GIVEN EXERCISE: From the forum thread below about getting bass without a subwoofer, list each item of equipment the first poster says they own so far.

GIVEN TEXT:
──────────

# How do you get the most bass without a sub?



## thirsty ear (Mar 24, 2009)

I am slowly building my first 5.1 system and I have a center channel, left speaker and right speaker. I will be adding a pair of surrounds soon. I may not add a sub for awhile because I still don’t have a TV yet (I'm using my 20” iMac for now) and a 50” plasma will be a large purchase. So without a sub I want to get as much bass out of the satellite speakers as I can. My left and right speakers are capable of dropping to 45 Hz. My center can only do down to 73 Hz

I have the following equipment so far: Onkyo 705 7.1 AVR
NHT classic three center
Two NHT classic three 

With my crossover set at full band my speakers should push out as much bass as they are rated for. However when I set my Receiver at DD pro logic II the left and right speakers seem to only put out mid to high range and at a lower SPL. When I use the Neural THX 5.1 the bass seems to increase in the left and right channels. 

Being new to multi-channel audio, I find the left and right channel to seem a little less important or maybe just not carrying as big of a load as my 2 Channel system. 

What can I do to increase bass until I get a sub? What sound formats should I use with in the Onkyo 705. 

P.S.  My room is 13” by 17” by 7.8”, so the bass when set in stereo mode will shake the walls. The NHT classic three 6.5” sealed woofer really hits the lower notes when playing music.


----------



## brandonnash (Sep 11, 2006)

──────────

COLLECTED DATA:
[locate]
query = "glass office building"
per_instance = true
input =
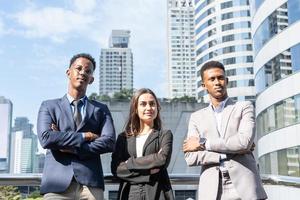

──────────

RESPONSE TO THE EXERCISE:
- Onkyo 705 7.1 AVR
- NHT classic three center
- Two NHT classic three